═══ Selected text

The Great Rebirth Mushroom
One morning when I was twenty, not too far into my second year of university, my then-boyfriend told me he woke up in the middle of the night to me weeping in my sleep.
My period hadn’t come.
I got a pregnancy test.
In the weeks leading up to the abortion, I missed my seminars. I felt constantly nauseous and the fear of needing to run out of a class to puke left me too anxious. At one point, I broke my vegetarianism because chorizo was the only food that didn’t make me feel sick. Most days, I lay in my bed feeling weak and depressed. Perhaps I could have asked for the pill that invokes a miscarriage, but I was frightened. I didn’t want to remember something traumatic.
In the surgery room, I lay down and looked at my left hand. There was a little needle sticking into my vein. The next thing I knew, I was being gently guided into another room where I could recover from the anaesthetic. Even though I was so dazed from the drugs, I can still recall feeling disbelief about the fact I could not remember everything that took place in the surgery room.

══════

> List of tasks
1) In the essay "The Great Rebirth Mushroom," which food was the only one that didn't make the writer feel sick before the abortion?
2) Recast the paragraph of the essay "The Great Rebirth Mushroom" that opens "In the weeks leading up to the abortion" as a short bulleted list of its main facts.
3) Extend the essay "The Great Rebirth Mushroom" beyond its final paragraph.

═══ Given entries

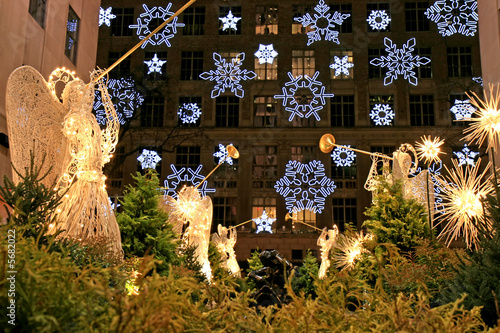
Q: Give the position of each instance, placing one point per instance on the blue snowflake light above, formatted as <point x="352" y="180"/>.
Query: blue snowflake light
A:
<point x="293" y="104"/>
<point x="228" y="75"/>
<point x="186" y="175"/>
<point x="341" y="65"/>
<point x="266" y="53"/>
<point x="382" y="114"/>
<point x="305" y="186"/>
<point x="105" y="16"/>
<point x="454" y="16"/>
<point x="323" y="23"/>
<point x="148" y="159"/>
<point x="400" y="61"/>
<point x="342" y="156"/>
<point x="125" y="100"/>
<point x="378" y="20"/>
<point x="146" y="23"/>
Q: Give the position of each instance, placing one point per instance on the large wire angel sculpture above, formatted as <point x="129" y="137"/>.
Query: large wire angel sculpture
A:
<point x="74" y="146"/>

══════

> Numbered responses
1) Chorizo.

2)
- Missed seminars
- Felt constantly nauseous and too anxious about having to run out of class to vomit
- Broke vegetarianism, since chorizo was the only food that didn't cause sickness
- Spent most days in bed, weak and depressed
- Could perhaps have asked for the pill that brings on a miscarriage, but was frightened and didn't want a traumatic memory

3)
Perhaps I had wanted to remember every aspect of something so important then?
For many months after, I was depressed. Depressed for one reason or another, but this event certainly affected me greatly even if I wasn’t so aware of it at the time. I hadn’t realised how much I wanted children until the abortion. If only I had the wealth! And an established career! It got to the point where I became so enveloped by loneliness that one day my mum messaged me saying, “why don’t you get a cat?”
And so Momo, my little mushroom, my tiny baby cat, came into my life.
I find it interesting how people consider their pets to be their children. Yes, I see Momo as my cat-child. She was born roughly around the same time my own child would have been born. And the first time I realised this, it got me thinking about the Buddhist concept of rebirth. Rebirth is like what physicists say about the nature of energy: it is never created nor destroyed. It simply moves from one place to another. So, in my eyes, I was a mother-that-never-came-to-be; I lost a child but then a new one was passed on to me. That in itself is a kind of rebirth, even if Momo is not literally the life essence my child would have been. I love my cat like she is my daughter, and I believe she loves me like I am her mother.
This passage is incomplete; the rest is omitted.